▶ **WHAT YOU ARE ASKED TO DO**
Copy every one of the lines below word for word, leaving out the pictures.

▶ **DATA TO USE**
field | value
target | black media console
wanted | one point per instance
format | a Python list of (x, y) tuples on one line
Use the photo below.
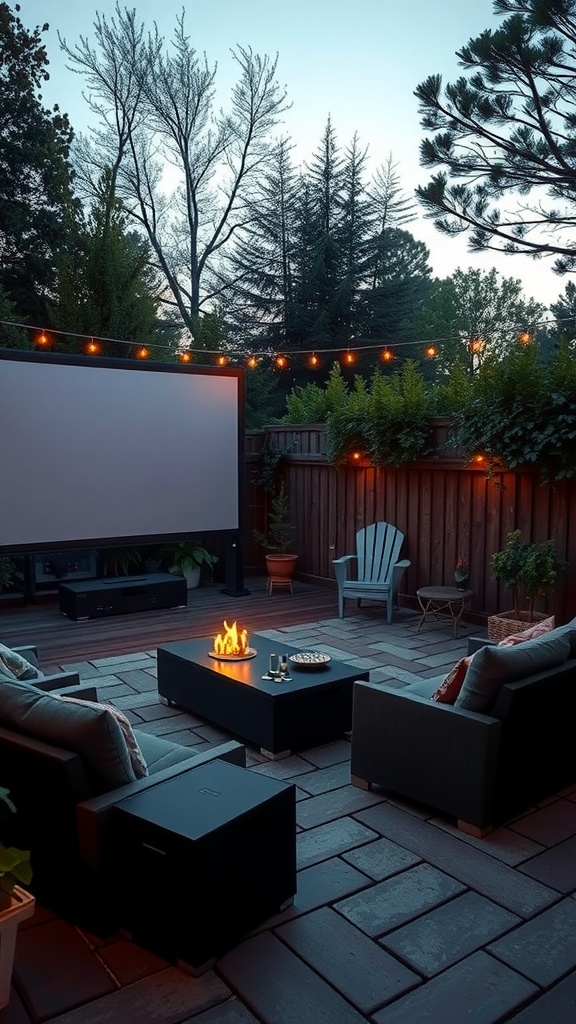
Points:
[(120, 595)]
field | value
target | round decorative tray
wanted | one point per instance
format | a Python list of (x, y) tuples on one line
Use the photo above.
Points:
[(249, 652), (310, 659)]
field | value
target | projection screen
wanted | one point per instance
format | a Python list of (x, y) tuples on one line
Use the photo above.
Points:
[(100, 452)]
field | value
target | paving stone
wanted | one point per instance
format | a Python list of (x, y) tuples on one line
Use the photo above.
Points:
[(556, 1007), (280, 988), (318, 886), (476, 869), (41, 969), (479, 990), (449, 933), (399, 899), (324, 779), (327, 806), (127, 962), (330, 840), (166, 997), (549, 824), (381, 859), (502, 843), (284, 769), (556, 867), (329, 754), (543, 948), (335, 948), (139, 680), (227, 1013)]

▶ **RIGHT ANSWER**
field | value
target | black media console
wanted | one point per instance
format | a Python list of (x, y) tuples on one line
Use the photo below.
Points:
[(120, 595)]
field | value
target | round decorative tray
wanted | one point per instance
format | a Python list of (x, y) tuples on one line
Use the photo above.
Points:
[(249, 652), (310, 659)]
field | value
target | projection screen
wanted | one point per instance
format | a Python list of (x, y) tuples on one line
Use the photo above.
Points:
[(100, 452)]
field | value
target | paving stone
wanted | one point per instance
format | a Python list of (x, y) tuples on one line
Use the photo above.
Points:
[(556, 1007), (280, 988), (318, 886), (476, 869), (41, 969), (479, 990), (449, 933), (399, 899), (324, 779), (327, 806), (127, 962), (330, 840), (166, 997), (549, 824), (381, 859), (502, 843), (284, 769), (556, 867), (329, 754), (543, 948), (335, 948), (139, 680), (227, 1013)]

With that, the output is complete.